Give back each entry exactly as written, apart from the pictures.

+++++

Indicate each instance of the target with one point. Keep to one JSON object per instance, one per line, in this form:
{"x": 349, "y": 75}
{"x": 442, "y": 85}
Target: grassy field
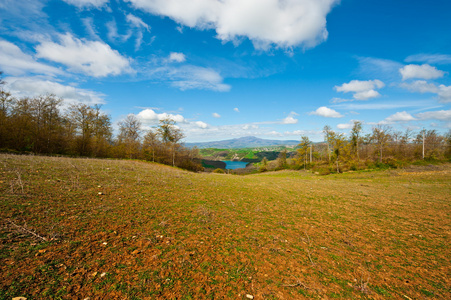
{"x": 111, "y": 229}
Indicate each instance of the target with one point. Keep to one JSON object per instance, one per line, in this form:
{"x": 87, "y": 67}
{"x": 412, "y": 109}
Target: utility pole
{"x": 311, "y": 146}
{"x": 423, "y": 143}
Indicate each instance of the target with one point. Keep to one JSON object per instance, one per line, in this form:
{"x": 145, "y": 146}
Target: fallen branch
{"x": 297, "y": 283}
{"x": 25, "y": 230}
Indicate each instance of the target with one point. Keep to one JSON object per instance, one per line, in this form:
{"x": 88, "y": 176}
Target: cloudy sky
{"x": 223, "y": 69}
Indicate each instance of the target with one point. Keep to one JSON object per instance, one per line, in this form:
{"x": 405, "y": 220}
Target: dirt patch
{"x": 132, "y": 230}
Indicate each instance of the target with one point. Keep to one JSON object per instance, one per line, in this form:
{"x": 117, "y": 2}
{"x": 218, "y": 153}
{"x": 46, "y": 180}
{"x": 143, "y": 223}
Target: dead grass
{"x": 134, "y": 230}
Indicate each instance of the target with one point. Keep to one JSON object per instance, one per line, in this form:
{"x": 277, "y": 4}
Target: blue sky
{"x": 231, "y": 68}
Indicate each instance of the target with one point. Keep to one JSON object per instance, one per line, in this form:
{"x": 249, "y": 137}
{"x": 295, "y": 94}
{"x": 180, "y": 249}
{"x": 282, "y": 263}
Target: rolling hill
{"x": 243, "y": 142}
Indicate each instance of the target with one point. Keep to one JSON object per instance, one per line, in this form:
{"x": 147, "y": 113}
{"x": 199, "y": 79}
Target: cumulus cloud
{"x": 443, "y": 92}
{"x": 430, "y": 58}
{"x": 201, "y": 124}
{"x": 424, "y": 71}
{"x": 13, "y": 61}
{"x": 87, "y": 3}
{"x": 420, "y": 86}
{"x": 442, "y": 115}
{"x": 32, "y": 87}
{"x": 363, "y": 90}
{"x": 400, "y": 117}
{"x": 285, "y": 23}
{"x": 193, "y": 77}
{"x": 177, "y": 57}
{"x": 348, "y": 125}
{"x": 139, "y": 26}
{"x": 137, "y": 22}
{"x": 149, "y": 116}
{"x": 326, "y": 112}
{"x": 93, "y": 58}
{"x": 290, "y": 119}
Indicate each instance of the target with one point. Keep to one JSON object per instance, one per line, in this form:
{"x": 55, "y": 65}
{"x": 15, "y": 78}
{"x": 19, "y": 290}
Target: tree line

+++++

**Result of this task:**
Indicate each instance of the target with one point. Keep to one JSON object per instance, one per line, in this form:
{"x": 349, "y": 75}
{"x": 442, "y": 85}
Target: grassy field
{"x": 111, "y": 229}
Indicate each instance of the target with one point. Keep to one JSON object per instance, one per line, in this form:
{"x": 87, "y": 67}
{"x": 412, "y": 109}
Target: utility pole
{"x": 311, "y": 146}
{"x": 423, "y": 143}
Indicate each instance of the target with one point. Keep to one JSON object per instance, one per line, in this form:
{"x": 145, "y": 146}
Target: fallen branch
{"x": 297, "y": 283}
{"x": 25, "y": 230}
Indicate each instance of the target with one point. Keep to one JSON object per instance, one per line, in this form:
{"x": 88, "y": 176}
Target: cloudy sky
{"x": 223, "y": 69}
Indicate each instance of the target with one point. Keep to one JSON object per instance, one per line, in this form:
{"x": 405, "y": 220}
Target: dirt patch
{"x": 132, "y": 230}
Indicate each instance of the target with one point. Keep to one JSON object per instance, one per line, in this form:
{"x": 117, "y": 2}
{"x": 218, "y": 153}
{"x": 46, "y": 180}
{"x": 143, "y": 223}
Target: dead grass
{"x": 134, "y": 230}
Indicate each instance of the target with one point. Keep to one JSON object per instance, one per line, in this form:
{"x": 277, "y": 4}
Target: blue sky
{"x": 231, "y": 68}
Indicate each instance of the target with one point. Keep to one JSON object per instance, one per line, in this form:
{"x": 249, "y": 137}
{"x": 295, "y": 94}
{"x": 180, "y": 249}
{"x": 282, "y": 263}
Target: rolling hill
{"x": 243, "y": 142}
Indicate each instance of the target with one point. Keep to one JSON object per instance, one per line, in this form:
{"x": 147, "y": 113}
{"x": 199, "y": 79}
Target: cumulus cloud
{"x": 443, "y": 92}
{"x": 430, "y": 58}
{"x": 201, "y": 124}
{"x": 424, "y": 71}
{"x": 13, "y": 61}
{"x": 87, "y": 3}
{"x": 420, "y": 86}
{"x": 442, "y": 115}
{"x": 32, "y": 87}
{"x": 363, "y": 90}
{"x": 400, "y": 117}
{"x": 285, "y": 23}
{"x": 193, "y": 77}
{"x": 177, "y": 57}
{"x": 348, "y": 125}
{"x": 139, "y": 26}
{"x": 137, "y": 22}
{"x": 149, "y": 116}
{"x": 326, "y": 112}
{"x": 93, "y": 58}
{"x": 290, "y": 119}
Indicate each instance of the target with one point. Keep to one JSON object per instance, one per line, in this form:
{"x": 55, "y": 65}
{"x": 15, "y": 78}
{"x": 19, "y": 290}
Target: tree line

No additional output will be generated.